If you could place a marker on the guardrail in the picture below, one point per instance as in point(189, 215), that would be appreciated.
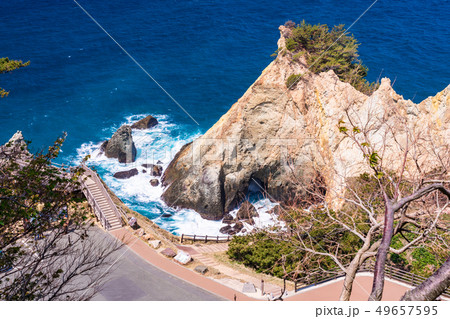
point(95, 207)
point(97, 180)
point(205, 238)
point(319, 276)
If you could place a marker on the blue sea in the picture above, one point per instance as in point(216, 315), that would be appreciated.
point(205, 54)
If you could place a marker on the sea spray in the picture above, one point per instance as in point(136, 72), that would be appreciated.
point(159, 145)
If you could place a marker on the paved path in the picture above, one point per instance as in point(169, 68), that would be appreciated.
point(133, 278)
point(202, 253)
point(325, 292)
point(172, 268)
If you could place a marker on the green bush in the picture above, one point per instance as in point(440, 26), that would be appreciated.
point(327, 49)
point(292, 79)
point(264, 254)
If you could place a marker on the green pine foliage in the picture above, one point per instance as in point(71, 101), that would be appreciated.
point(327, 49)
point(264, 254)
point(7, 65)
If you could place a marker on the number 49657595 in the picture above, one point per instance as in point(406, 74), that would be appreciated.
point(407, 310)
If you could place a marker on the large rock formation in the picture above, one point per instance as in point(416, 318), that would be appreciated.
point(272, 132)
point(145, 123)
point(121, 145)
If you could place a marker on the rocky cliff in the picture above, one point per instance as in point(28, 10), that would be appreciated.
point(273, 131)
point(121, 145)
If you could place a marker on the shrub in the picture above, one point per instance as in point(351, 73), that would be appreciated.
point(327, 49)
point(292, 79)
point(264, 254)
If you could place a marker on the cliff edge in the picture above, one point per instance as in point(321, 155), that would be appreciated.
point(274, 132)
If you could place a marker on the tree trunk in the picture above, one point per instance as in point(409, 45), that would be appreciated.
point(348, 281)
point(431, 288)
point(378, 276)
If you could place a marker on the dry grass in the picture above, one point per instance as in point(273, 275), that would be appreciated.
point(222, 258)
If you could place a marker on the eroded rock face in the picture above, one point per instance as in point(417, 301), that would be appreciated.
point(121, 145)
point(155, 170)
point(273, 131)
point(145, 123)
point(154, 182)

----

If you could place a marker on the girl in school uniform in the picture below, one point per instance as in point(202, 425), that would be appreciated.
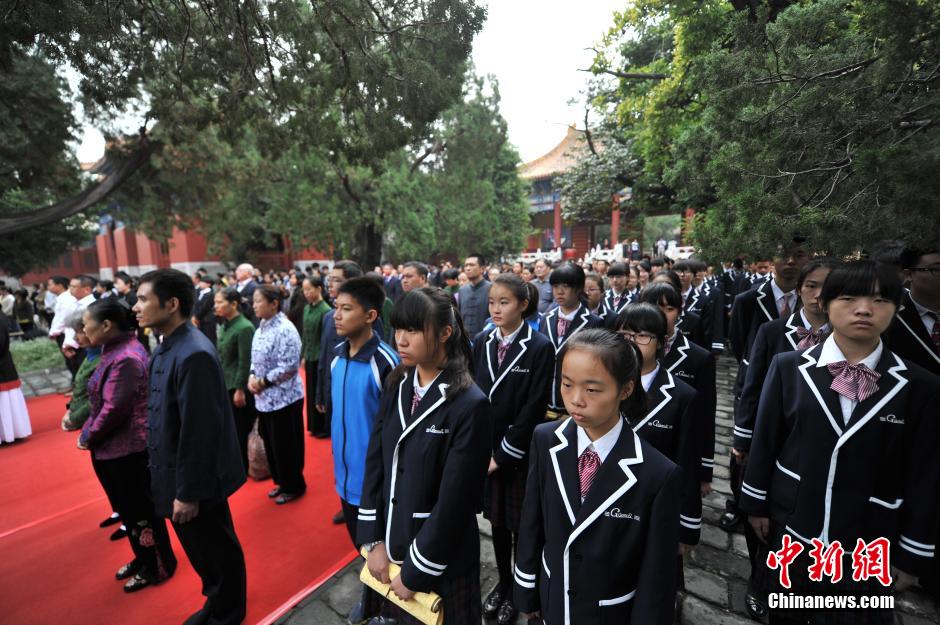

----

§ Aim of the task:
Reproduce word for word the lines of the records above, starting with the line that contains "If you could place a marker on the blue" and going on through the line that contains "point(407, 310)", with both of those lines included.

§ Worked solution:
If you could place a marker on the blue sea in the picture above, one point per instance as in point(216, 315), that would be appreciated.
point(205, 54)
If you could place a marker on the sea spray in the picture above, one point per instance as in point(136, 72), that would be appreciated.
point(159, 145)
If you could place a marker on the paved path in the picture above, one point per instance as in point(169, 68), that would be appreciated.
point(133, 278)
point(202, 253)
point(325, 292)
point(172, 268)
If you could place a marker on the green bush in the picture above, one point per instance as in point(440, 26), that would be appreciated.
point(327, 49)
point(292, 79)
point(264, 254)
If you could place a marker on the green pine foliage in the picture above, one point per instance as in point(71, 101), that would be appreciated.
point(327, 49)
point(264, 254)
point(7, 65)
If you could place a marker on the number 49657595 in the picture above, one point per instance as in point(406, 74), that would be appreciated.
point(407, 310)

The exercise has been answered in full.